[Begin]

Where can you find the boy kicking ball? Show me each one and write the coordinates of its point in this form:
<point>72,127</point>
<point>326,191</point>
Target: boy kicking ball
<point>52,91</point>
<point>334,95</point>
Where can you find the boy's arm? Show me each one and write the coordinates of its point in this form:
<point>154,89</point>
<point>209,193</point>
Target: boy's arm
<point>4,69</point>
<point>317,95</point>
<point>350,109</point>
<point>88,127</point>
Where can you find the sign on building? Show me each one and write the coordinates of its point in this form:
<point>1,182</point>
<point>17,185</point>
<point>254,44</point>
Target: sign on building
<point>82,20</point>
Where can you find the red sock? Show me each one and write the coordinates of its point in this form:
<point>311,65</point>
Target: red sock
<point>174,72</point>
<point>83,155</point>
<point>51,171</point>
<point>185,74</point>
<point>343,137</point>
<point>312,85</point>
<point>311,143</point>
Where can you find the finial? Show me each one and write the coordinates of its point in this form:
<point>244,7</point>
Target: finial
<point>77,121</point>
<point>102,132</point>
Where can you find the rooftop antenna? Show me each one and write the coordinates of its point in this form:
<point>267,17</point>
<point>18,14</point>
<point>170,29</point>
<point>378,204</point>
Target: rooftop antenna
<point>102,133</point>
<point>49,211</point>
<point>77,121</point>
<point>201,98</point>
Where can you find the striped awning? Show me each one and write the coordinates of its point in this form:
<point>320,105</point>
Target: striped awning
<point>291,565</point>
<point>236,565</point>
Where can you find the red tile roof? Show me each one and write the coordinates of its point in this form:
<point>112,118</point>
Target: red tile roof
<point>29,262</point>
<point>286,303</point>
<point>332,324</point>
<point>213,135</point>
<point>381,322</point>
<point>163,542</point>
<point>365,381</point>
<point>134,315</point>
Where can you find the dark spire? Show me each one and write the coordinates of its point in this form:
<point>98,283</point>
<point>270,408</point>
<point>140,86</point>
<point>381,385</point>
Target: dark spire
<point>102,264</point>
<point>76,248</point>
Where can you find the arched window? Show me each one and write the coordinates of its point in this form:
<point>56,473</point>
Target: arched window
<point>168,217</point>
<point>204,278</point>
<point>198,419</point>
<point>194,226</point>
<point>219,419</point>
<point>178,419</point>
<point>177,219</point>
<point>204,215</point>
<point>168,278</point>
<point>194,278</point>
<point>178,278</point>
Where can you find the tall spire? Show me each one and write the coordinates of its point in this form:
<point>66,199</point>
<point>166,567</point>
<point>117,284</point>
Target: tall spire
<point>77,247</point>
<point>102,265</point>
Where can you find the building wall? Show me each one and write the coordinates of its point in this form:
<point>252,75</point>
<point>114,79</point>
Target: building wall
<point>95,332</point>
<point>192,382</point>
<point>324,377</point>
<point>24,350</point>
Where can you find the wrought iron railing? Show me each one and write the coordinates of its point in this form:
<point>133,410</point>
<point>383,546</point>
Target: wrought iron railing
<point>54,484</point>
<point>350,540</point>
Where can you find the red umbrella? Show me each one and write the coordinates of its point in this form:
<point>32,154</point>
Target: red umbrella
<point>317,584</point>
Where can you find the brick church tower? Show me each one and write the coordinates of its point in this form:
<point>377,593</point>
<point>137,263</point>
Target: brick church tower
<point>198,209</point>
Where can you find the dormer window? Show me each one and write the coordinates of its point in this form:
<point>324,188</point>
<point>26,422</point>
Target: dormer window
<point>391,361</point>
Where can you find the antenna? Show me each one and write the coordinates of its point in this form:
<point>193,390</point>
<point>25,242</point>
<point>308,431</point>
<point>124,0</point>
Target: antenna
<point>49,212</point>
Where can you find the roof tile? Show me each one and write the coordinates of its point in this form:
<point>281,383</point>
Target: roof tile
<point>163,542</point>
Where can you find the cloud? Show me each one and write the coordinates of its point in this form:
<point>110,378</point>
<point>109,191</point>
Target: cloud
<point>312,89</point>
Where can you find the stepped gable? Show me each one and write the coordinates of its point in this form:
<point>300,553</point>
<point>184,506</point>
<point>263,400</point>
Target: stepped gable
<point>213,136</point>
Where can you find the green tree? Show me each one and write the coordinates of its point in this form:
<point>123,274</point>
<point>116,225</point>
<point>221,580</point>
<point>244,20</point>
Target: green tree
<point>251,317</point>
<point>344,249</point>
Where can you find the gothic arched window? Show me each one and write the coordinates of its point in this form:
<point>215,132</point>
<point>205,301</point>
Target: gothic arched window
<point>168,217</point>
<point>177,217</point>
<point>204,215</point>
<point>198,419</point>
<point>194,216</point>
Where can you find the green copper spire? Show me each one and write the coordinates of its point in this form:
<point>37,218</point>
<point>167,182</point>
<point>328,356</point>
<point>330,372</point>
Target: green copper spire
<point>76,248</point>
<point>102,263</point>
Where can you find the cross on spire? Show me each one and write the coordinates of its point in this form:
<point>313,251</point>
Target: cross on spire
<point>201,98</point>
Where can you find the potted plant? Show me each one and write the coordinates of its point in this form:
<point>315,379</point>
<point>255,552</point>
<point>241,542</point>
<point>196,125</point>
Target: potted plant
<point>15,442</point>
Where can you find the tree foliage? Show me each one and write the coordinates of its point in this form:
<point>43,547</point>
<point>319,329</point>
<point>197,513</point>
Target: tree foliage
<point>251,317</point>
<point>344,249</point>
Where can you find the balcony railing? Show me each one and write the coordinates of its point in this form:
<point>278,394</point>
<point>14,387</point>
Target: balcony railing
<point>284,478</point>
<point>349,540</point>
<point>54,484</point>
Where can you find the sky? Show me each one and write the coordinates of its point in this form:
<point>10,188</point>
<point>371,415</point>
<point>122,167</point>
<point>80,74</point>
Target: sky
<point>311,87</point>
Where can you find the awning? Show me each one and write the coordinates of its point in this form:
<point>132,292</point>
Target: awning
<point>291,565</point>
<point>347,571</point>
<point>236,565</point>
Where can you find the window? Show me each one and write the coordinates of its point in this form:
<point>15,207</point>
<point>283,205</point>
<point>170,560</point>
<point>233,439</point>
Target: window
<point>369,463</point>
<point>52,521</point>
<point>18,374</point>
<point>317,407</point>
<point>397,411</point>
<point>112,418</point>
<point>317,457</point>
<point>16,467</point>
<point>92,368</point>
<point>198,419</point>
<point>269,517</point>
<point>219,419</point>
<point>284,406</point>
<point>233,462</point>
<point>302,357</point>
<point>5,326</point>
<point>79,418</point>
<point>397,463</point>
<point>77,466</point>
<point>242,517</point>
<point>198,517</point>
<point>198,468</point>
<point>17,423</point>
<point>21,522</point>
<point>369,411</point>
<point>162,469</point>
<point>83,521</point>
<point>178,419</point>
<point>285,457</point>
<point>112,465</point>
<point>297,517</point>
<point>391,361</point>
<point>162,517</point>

[End]

**PROBLEM DETAILS**:
Could you rewrite all of the rows above as a numbered list, leaving out any blank lines?

**WRITTEN RESPONSE**:
1. Where can you find the boy kicking ball? Show me each one and write the coordinates of its point in this form:
2. <point>72,127</point>
3. <point>326,191</point>
4. Target: boy kicking ball
5. <point>52,91</point>
6. <point>334,95</point>
7. Where can you find the boy's arm? Show me each one and write the coordinates of its point in this form:
8. <point>154,89</point>
9. <point>209,193</point>
10. Target: boy's arm
11. <point>4,69</point>
12. <point>317,95</point>
13. <point>350,109</point>
14. <point>88,127</point>
15. Where can you find the sign on building? Show me each one and write the coordinates of its point in this form:
16. <point>1,182</point>
17. <point>17,185</point>
18. <point>254,44</point>
19. Target: sign on building
20. <point>82,20</point>
21. Where can you find the red sock? Show me each one and write the coordinates of its point in this form:
22. <point>311,65</point>
23. Target: red sock
24. <point>174,72</point>
25. <point>83,155</point>
26. <point>51,171</point>
27. <point>185,74</point>
28. <point>343,137</point>
29. <point>312,85</point>
30. <point>311,143</point>
31. Where can you find the finial? Show me each one and write the coordinates of its point in this form:
32. <point>244,7</point>
33. Target: finial
34. <point>77,121</point>
35. <point>102,132</point>
36. Where can you find the rooftop antenna? Show me each one and write the coordinates of its point in this form:
37. <point>267,17</point>
38. <point>18,14</point>
39. <point>170,29</point>
40. <point>378,204</point>
41. Target: rooftop antenna
42. <point>102,133</point>
43. <point>49,211</point>
44. <point>77,121</point>
45. <point>201,98</point>
46. Where can you find the striped awning? Show me each one and write the coordinates of its point in this form:
47. <point>320,105</point>
48. Target: striped awning
49. <point>291,565</point>
50. <point>236,565</point>
51. Where can you find the red tile roof? Show me each one and write the coordinates of its point in this form:
52. <point>112,118</point>
53. Target: red tile roof
54. <point>29,262</point>
55. <point>286,303</point>
56. <point>332,324</point>
57. <point>213,135</point>
58. <point>381,322</point>
59. <point>163,542</point>
60. <point>365,381</point>
61. <point>134,315</point>
62. Where can you find the dark spire? Show me each one and write the coordinates of its point in this form:
63. <point>98,283</point>
64. <point>270,408</point>
65. <point>140,86</point>
66. <point>381,385</point>
67. Target: dark spire
68. <point>102,264</point>
69. <point>76,248</point>
70. Where can you find the arched window? Show me each one and write the coordinates of its point in this form:
71. <point>56,473</point>
72. Target: arched window
73. <point>168,217</point>
74. <point>204,278</point>
75. <point>198,419</point>
76. <point>194,226</point>
77. <point>219,419</point>
78. <point>178,419</point>
79. <point>177,219</point>
80. <point>204,215</point>
81. <point>168,278</point>
82. <point>194,278</point>
83. <point>178,278</point>
84. Where can you find the tall spire? Show me each one and write the coordinates of its point in this form:
85. <point>66,199</point>
86. <point>166,567</point>
87. <point>117,284</point>
88. Target: tall spire
89. <point>77,247</point>
90. <point>102,265</point>
91. Where can you find the building wall? Show me each one and write the coordinates of its point in this form:
92. <point>252,75</point>
93. <point>114,79</point>
94. Target: building wall
95. <point>95,332</point>
96. <point>192,382</point>
97. <point>324,377</point>
98. <point>24,350</point>
99. Where can you find the wrought iron railing? Show me each one and write the coordinates of its point in this form:
100. <point>133,410</point>
101. <point>383,546</point>
102. Target: wrought iron railing
103. <point>54,484</point>
104. <point>350,540</point>
105. Where can you find the red umbrella? Show me each one and write the coordinates of its point in this form:
106. <point>32,154</point>
107. Target: red umbrella
108. <point>317,584</point>
109. Where can you find the brick church tower? Show me each one and write the coordinates of its point in this form:
110. <point>377,593</point>
111. <point>137,263</point>
112. Target: brick church tower
113. <point>198,209</point>
114. Where can you find the dormer window? Show me each one and write the coordinates of its point in this form:
115. <point>324,188</point>
116. <point>26,422</point>
117. Target: dormer window
118. <point>391,361</point>
119. Where can you find the antenna? Show me each one and write the coordinates of its point in this form:
120. <point>193,390</point>
121. <point>25,242</point>
122. <point>308,431</point>
123. <point>124,0</point>
124. Target: antenna
125. <point>49,212</point>
126. Where can you find the roof tile? Show me each one and write the coordinates of its point in this form:
127. <point>281,383</point>
128. Target: roof tile
129. <point>163,542</point>
130. Where can you find the cloud? Show me each one and write the coordinates of its point in this form:
131. <point>110,378</point>
132. <point>109,191</point>
133. Target: cloud
134. <point>312,89</point>
135. Where can you find the stepped gable? Show me each one and write the coordinates of its point in this form:
136. <point>300,553</point>
137. <point>184,506</point>
138. <point>263,400</point>
139. Target: stepped gable
140. <point>213,136</point>
141. Where can you find the green tree? Show me each one and write the coordinates of its point in this form:
142. <point>123,274</point>
143. <point>116,225</point>
144. <point>221,580</point>
145. <point>244,20</point>
146. Target: green tree
147. <point>251,317</point>
148. <point>344,249</point>
149. Where can you find the gothic arched window? Show me each one and write the coordinates of its point in this form:
150. <point>215,132</point>
151. <point>205,301</point>
152. Target: gothic arched window
153. <point>168,217</point>
154. <point>177,217</point>
155. <point>204,215</point>
156. <point>198,419</point>
157. <point>194,216</point>
158. Where can you find the green copper spire? Show me each one and write the coordinates of its point in this form:
159. <point>37,218</point>
160. <point>167,182</point>
161. <point>328,356</point>
162. <point>330,372</point>
163. Target: green copper spire
164. <point>76,248</point>
165. <point>102,263</point>
166. Where can you find the cross on spire? Show me each one and write the coordinates of its point in this form:
167. <point>313,251</point>
168. Target: cross on spire
169. <point>201,98</point>
170. Where can you find the potted plant? Show me each one and write the coordinates of its point in this form:
171. <point>315,379</point>
172. <point>255,552</point>
173. <point>241,542</point>
174. <point>196,125</point>
175. Target: potted plant
176. <point>15,442</point>
177. Where can you find the tree foliage? Show me each one and write the coordinates of its point in this form:
178. <point>43,547</point>
179. <point>319,329</point>
180. <point>197,513</point>
181. Target: tree foliage
182. <point>251,317</point>
183. <point>344,249</point>
184. Where can you find the balcony railing? Show me each one and write the coordinates of its point in this form:
185. <point>278,394</point>
186. <point>14,387</point>
187. Target: balcony railing
188. <point>284,478</point>
189. <point>349,540</point>
190. <point>54,484</point>
191. Where can you find the sky? Show me each one and write the coordinates of its point in this form:
192. <point>10,188</point>
193. <point>371,415</point>
194. <point>122,167</point>
195. <point>80,74</point>
196. Target: sky
197. <point>311,87</point>
198. Where can you find the awning? Show me each one and write the coordinates of its point in this form:
199. <point>132,292</point>
200. Target: awning
201. <point>291,565</point>
202. <point>347,571</point>
203. <point>236,565</point>
204. Where can you find the window? Show me each one and write the coordinates of its point in this form:
205. <point>15,207</point>
206. <point>283,205</point>
207. <point>170,560</point>
208. <point>233,439</point>
209. Target: window
210. <point>369,463</point>
211. <point>52,521</point>
212. <point>18,374</point>
213. <point>317,407</point>
214. <point>397,411</point>
215. <point>112,418</point>
216. <point>317,457</point>
217. <point>16,467</point>
218. <point>92,368</point>
219. <point>198,419</point>
220. <point>269,517</point>
221. <point>219,419</point>
222. <point>284,406</point>
223. <point>233,462</point>
224. <point>302,357</point>
225. <point>5,326</point>
226. <point>79,418</point>
227. <point>397,463</point>
228. <point>77,466</point>
229. <point>242,517</point>
230. <point>198,517</point>
231. <point>198,468</point>
232. <point>17,423</point>
233. <point>21,522</point>
234. <point>369,411</point>
235. <point>162,469</point>
236. <point>83,521</point>
237. <point>178,419</point>
238. <point>285,457</point>
239. <point>112,465</point>
240. <point>297,517</point>
241. <point>391,361</point>
242. <point>162,517</point>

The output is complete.